▸ Stored records
-- BEGIN --

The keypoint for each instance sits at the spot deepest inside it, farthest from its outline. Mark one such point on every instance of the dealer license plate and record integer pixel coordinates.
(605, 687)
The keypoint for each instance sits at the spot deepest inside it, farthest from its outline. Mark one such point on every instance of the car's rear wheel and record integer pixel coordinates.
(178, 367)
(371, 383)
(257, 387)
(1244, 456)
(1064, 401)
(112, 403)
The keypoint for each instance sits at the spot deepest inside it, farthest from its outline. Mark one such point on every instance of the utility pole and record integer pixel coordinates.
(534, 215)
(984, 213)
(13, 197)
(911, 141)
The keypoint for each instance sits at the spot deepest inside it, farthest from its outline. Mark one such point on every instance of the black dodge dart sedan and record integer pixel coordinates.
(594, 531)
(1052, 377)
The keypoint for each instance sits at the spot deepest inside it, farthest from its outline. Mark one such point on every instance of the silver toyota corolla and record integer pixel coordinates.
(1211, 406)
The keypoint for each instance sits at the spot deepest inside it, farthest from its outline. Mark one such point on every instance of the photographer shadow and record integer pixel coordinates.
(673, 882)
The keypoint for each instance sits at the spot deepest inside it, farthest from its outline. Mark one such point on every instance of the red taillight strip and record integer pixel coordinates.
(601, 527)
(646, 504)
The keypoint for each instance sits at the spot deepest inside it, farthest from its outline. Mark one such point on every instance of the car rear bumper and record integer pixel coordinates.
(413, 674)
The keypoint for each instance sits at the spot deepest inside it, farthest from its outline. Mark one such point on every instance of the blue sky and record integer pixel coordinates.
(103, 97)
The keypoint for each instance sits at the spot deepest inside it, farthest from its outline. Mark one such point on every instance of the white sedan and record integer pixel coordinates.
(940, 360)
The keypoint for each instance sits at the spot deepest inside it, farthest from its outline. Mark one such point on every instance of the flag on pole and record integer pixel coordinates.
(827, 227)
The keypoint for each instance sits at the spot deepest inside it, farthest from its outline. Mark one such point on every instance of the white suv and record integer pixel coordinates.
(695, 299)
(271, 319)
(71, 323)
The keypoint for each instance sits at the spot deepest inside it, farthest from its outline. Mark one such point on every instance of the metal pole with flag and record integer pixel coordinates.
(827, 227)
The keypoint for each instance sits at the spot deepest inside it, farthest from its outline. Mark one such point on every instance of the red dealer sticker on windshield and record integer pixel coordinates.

-- END --

▸ WHAT IS ASKED
Copy every one of the entries above word for word, leaving none out.

▸ RESPONSE TO THE EXERCISE
The keypoint for each instance sits at the spot deepest inside it, farthest from its outline. Mark one such point on every instance of the dealer license plate and record integer pixel coordinates.
(605, 687)
The keypoint for each instance sits at the spot deepest inside it, farthest from its outline. Mark one such point on every instance of the car's rear wheel and record integer pixel coordinates.
(178, 367)
(371, 383)
(257, 387)
(1244, 456)
(1064, 401)
(112, 403)
The keypoint for each instance sits at the spot deepest inside it, farthest from its outline. Mark one such point on every instance of the utility pole and record integer pixel coordinates.
(534, 215)
(984, 213)
(13, 197)
(911, 141)
The keypoint for each instance sits at the spot deepest inside it, farthest from its outline. Mark one such point on every instance of the black dodge dart sedan and record integer pixel coordinates.
(594, 531)
(1052, 377)
The keypoint for each instance sits at the spot deepest inside it, farthest from its outline. Mark one such point on every instance of the silver toyota corolla and record integer pixel coordinates.
(1211, 406)
The keypoint for each instance sits at the spot deepest inside it, farthest from its outline. Mark one such point on every instance of the photographer shadow and record integer pixel coordinates.
(673, 882)
The keypoint for each instance sits at the spot deepest inside it, farthest from its outline. Mark one such point on every instance of the red taillight strip and record integer pixel coordinates.
(601, 527)
(646, 504)
The keypoint for each instance sits at the spot deepest inside it, farthest from its outline. Mark one such point on every instance of the car rear bumper and record integer pixel coordinates.
(413, 674)
The keypoint for each instance sits at the spot deepest inside it, farthest from its outline. Mark one such point on every instance of the blue sky and record integer pixel coordinates.
(103, 97)
The keypoint for each instance sits at the spot deepest inside it, farthest from its outline. Mark one such point on every instance of the white sedan and record integer pixel coordinates.
(940, 360)
The keypoint for each instance sits at the spot deepest inside it, farthest from its outline. Mark one such point on every instance of the flag on pole and record integer pixel coordinates.
(827, 227)
The keypoint for each instance sits at the spot deepest inside it, farthest from its outline. Mark one such point on every instance of the white suv and record integer pixel coordinates.
(695, 299)
(271, 319)
(71, 323)
The keypoint for each instance sits at the spot deepest inside it, farthest from its outline. Mark one such point on every instance of the metal pole with flag and record integer pixel coordinates.
(827, 227)
The keypoint for each instance sits at the spot deepest inside it, farthest from its outline. Mark one such point on every instance of the red dealer sticker on windshield and record integer pixel coordinates.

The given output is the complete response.